THE PROBLEM: Restate the entries below word for word, leaving nothing out.
********************
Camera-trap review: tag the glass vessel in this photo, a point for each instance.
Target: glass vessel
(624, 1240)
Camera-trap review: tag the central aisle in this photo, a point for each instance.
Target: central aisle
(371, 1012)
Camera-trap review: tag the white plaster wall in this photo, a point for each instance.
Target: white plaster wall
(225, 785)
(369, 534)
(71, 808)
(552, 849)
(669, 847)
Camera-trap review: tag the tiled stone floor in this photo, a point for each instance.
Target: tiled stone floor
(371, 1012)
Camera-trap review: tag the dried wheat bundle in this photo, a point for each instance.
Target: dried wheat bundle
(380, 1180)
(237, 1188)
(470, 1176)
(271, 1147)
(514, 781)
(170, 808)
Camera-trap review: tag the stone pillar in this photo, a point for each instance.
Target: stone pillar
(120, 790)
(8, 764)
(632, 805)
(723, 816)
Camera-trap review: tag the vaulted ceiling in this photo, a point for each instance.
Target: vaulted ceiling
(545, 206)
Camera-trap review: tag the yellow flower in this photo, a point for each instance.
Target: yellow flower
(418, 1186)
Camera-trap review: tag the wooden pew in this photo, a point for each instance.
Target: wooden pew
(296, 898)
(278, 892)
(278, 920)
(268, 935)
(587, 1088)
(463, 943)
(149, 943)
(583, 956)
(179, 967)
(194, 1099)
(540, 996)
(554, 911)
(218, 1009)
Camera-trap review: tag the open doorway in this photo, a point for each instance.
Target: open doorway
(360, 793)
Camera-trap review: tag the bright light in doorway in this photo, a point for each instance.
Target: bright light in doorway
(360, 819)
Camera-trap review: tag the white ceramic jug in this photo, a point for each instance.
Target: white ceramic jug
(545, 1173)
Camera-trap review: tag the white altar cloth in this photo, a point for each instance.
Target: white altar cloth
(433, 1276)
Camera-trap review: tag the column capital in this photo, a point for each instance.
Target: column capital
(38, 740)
********************
TASK OUTPUT:
Camera-trap review: tag the glass vessel in this photo, a point for each instance.
Target: glass vessel
(624, 1240)
Camera-trap review: tag the central aisle in this photo, a point for each instance.
Target: central aisle
(371, 1012)
Camera-trap review: tag the white plaster wall in this photo, a point for each instance.
Target: white plaster wall
(225, 785)
(369, 534)
(71, 808)
(552, 849)
(669, 847)
Camera-trap review: tag the tiled stone floor in this photo, a point for each instance.
Target: tiled stone floor
(371, 1012)
Camera-trap review: tag the dried wheat bundle in this photo, a point for each instance.
Target: dried wheat bundle
(380, 1180)
(237, 1188)
(470, 1176)
(271, 1147)
(514, 781)
(170, 808)
Camera-trap review: tag the stone pillar in this photo, a point for each instance.
Target: stone pillar
(120, 790)
(8, 764)
(632, 805)
(723, 816)
Camera-trap review: tag the vaulted ceiling in this photo, a point for each instance.
Target: vaulted ceiling
(545, 206)
Camera-trap review: tag the yellow flower in this photo, a point for each instance.
Target: yellow flower
(418, 1186)
Camera-trap review: tag the wooden pew in this photo, a point for each instance.
Target: wooden pew
(296, 898)
(278, 892)
(278, 920)
(268, 935)
(587, 1088)
(463, 943)
(149, 943)
(583, 956)
(179, 967)
(194, 1099)
(540, 996)
(554, 911)
(218, 1009)
Camera-trap review: tag the open doorway in this photo, a point for each instance.
Target: open doorway
(360, 793)
Camera-trap review: tag the bright light in doorway in this photo, a point for each instance.
Target: bright light in doorway
(360, 819)
Camera-trap review: tag the white ceramic jug in this photo, a point for each instance.
Target: white ceramic jug
(545, 1173)
Camera-trap review: tag the white altar cloth in this photo, a point for each instance.
Target: white altar cloth
(433, 1276)
Camera-trap review: tag the column capital in this photo, a point for each instance.
Target: column capital
(38, 740)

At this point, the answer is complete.